Please quote the material exactly, every line of it.

--------------------------------

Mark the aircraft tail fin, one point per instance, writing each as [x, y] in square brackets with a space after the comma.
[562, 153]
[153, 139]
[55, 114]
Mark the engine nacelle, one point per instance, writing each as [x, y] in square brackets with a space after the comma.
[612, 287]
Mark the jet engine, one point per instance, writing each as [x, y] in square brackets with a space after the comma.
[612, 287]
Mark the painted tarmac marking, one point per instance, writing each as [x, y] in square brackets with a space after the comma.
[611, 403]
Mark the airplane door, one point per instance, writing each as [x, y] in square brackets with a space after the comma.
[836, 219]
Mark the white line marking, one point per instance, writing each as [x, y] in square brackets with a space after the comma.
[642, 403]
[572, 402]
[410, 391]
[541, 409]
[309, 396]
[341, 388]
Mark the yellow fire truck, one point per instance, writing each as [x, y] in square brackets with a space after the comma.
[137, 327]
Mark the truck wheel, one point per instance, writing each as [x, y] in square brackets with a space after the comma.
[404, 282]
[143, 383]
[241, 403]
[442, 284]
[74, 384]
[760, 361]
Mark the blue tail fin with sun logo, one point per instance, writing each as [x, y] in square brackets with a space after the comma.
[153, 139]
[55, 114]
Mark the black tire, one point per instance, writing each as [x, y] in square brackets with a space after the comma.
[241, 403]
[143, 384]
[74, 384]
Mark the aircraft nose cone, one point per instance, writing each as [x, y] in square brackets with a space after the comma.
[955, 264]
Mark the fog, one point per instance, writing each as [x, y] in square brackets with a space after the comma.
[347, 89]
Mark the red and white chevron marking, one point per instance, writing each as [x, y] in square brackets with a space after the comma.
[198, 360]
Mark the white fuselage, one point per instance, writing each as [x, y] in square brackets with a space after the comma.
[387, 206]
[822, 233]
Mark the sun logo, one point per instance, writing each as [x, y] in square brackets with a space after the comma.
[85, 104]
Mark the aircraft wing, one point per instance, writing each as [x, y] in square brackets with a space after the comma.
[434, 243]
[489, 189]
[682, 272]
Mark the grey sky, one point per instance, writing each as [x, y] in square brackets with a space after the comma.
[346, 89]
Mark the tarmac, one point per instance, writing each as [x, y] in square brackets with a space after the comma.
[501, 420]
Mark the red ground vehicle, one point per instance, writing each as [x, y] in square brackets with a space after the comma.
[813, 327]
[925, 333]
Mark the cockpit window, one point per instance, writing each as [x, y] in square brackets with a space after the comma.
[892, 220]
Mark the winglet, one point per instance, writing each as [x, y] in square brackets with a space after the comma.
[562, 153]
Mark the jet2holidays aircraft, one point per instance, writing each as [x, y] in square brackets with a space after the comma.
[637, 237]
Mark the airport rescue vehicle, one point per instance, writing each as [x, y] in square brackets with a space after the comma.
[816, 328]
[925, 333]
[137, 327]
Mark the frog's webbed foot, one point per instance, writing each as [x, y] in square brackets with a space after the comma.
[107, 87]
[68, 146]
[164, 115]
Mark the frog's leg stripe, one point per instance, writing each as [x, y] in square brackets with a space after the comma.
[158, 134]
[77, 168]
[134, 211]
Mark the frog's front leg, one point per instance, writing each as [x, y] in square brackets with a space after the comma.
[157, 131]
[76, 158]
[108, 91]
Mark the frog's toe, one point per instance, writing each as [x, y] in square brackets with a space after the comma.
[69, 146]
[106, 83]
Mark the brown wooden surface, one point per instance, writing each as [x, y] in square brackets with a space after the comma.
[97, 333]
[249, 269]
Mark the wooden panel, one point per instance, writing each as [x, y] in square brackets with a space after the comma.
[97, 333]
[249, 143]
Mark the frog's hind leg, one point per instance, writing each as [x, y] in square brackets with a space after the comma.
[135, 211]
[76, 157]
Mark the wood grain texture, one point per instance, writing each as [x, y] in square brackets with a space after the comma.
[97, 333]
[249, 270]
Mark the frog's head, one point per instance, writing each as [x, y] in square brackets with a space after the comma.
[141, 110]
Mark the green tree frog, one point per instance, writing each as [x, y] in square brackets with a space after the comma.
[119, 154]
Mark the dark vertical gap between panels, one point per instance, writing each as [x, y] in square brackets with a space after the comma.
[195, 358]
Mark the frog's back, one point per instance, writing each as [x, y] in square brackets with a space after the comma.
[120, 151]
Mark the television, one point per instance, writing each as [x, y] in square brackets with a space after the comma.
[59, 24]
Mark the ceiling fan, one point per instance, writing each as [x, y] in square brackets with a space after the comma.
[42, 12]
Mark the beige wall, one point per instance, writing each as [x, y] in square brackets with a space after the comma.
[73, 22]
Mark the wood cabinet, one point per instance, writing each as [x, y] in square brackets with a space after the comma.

--------------------------------

- **ANSWER TO THE EXERCISE**:
Mark the aircraft tail fin, one point per instance, writing each as [x, y] in square brackets with a space after the comma.
[562, 153]
[153, 139]
[55, 114]
Mark the engine nacelle, one point per instance, writing each as [x, y] in square brackets with a space after the comma.
[612, 287]
Mark the jet engine, one point per instance, writing each as [x, y] in square brackets with a space after the comma.
[612, 287]
Mark the painted tarmac marking, one point per instance, writing each as [x, y] in square brackets with a space after the comma.
[611, 403]
Mark the airplane door, one point per instance, writing each as [x, y] in square brackets with a space after the comma.
[836, 219]
Mark the white line marking, one point per instance, writing each as [x, y] in square brackets with a space after the comma.
[642, 403]
[572, 402]
[410, 391]
[541, 409]
[309, 396]
[341, 388]
Mark the yellow fire truck, one point per instance, writing each as [x, y] in square brackets with a space after the comma.
[137, 327]
Mark the truck wheel, one point per instance, writing each as [x, y] in square brackets with a space after the comma.
[404, 282]
[143, 383]
[241, 403]
[442, 284]
[74, 384]
[760, 361]
Mark the blue tail fin with sun logo, one point per instance, writing each as [x, y] in square brackets with a space after the comma.
[153, 139]
[55, 114]
Mark the black tire, one point per instance, writing each as [x, y] in square brackets with a space after the comma.
[241, 403]
[143, 384]
[74, 384]
Mark the aircraft nose cone, one point per instance, writing each as [x, y] in square brackets with a space after the comma.
[955, 264]
Mark the fog, one point per instance, writing each as [x, y] in square brackets with a space after the comma.
[347, 89]
Mark the red and white chevron marking, one point per instance, writing each as [x, y] in square brackets with a space after the comma.
[198, 360]
Mark the white fuselage, one point per instance, writing each as [x, y] in square brackets with a space after the comma.
[387, 206]
[822, 233]
Mark the sun logo, one point per instance, writing each as [x, y] in square brackets with a space after the comma.
[85, 104]
Mark the aircraft wing, one point per instance, writing each as [x, y] in square brackets with a space after the comma.
[434, 243]
[489, 189]
[682, 272]
Mark the grey sky, one point per instance, writing each as [x, y] in square brackets with a space after the comma.
[346, 89]
Mark the tarmac, one point per instance, writing each as [x, y] in square brackets with a space after the comma.
[501, 420]
Mark the red ground vehicle, one point per instance, writing each as [x, y] in square brackets with a space after the comma.
[813, 327]
[925, 333]
Mark the cockpit window, one point per instance, writing each as [x, y] in square brackets with a space after the comma.
[892, 220]
Mark the winglet, one point per instance, writing each as [x, y] in square brackets with a space after the comma.
[562, 153]
Mark the jet2holidays aircraft, one point per instance, writing each as [x, y] in square brackets with a space after the comma.
[637, 237]
Mark the airport rescue vehicle, one point per instance, writing each as [x, y] in square brackets with a space after the comma.
[816, 328]
[925, 333]
[137, 327]
Mark the frog's webbed foot, one point per instance, writing each as [x, y] in square brackets with a space after the comma.
[107, 87]
[68, 146]
[164, 115]
Mark the frog's leg stripe, one point per instance, writing each as [x, y] in square brackets with a space after the comma.
[158, 134]
[77, 168]
[134, 211]
Mark the frog's front leg, one point per instance, writing each as [x, y] in square brackets with a space after the comma.
[157, 131]
[76, 158]
[108, 91]
Mark the frog's toe, one point per instance, writing each as [x, y] in square brackets with a space after the comma.
[69, 146]
[106, 83]
Mark the brown wooden surface, one point per instance, writing each as [x, y] in square brackets with a space after the comma.
[97, 333]
[249, 269]
Mark the wooden panel, one point per instance, writing each as [x, y] in square brackets with a space after the comma.
[97, 333]
[249, 143]
Mark the frog's hind leg, one point per instance, writing each as [x, y] in square brackets with a space after the comma.
[135, 211]
[76, 157]
Mark the wood grain texture, one point per instance, writing each as [x, y] in square brackets with a space after the comma.
[97, 333]
[249, 270]
Mark the frog's head, one point per instance, writing each as [x, y] in square brackets with a space after the comma.
[141, 110]
Mark the green tree frog, one point per instance, writing each as [x, y] in square brackets with a space after the comma.
[119, 154]
Mark the dark vertical gap between panels, one point per instance, writing each as [x, y] in square brackets with a space after the comma.
[195, 358]
Mark the frog's back, one point per instance, writing each as [x, y] in square brackets with a space after the comma.
[120, 151]
Mark the television, one point per instance, writing each as [x, y] in square brackets with a space after the comma.
[59, 24]
Mark the ceiling fan, one point per instance, writing each as [x, y] in square brackets with a space after the comma.
[42, 12]
Mark the beige wall, one point per instance, writing each as [x, y] in square brackets with a space after the comma.
[73, 22]
Mark the wood cabinet, one point per instance, writing each as [x, y] in square brackets with a space after the comma.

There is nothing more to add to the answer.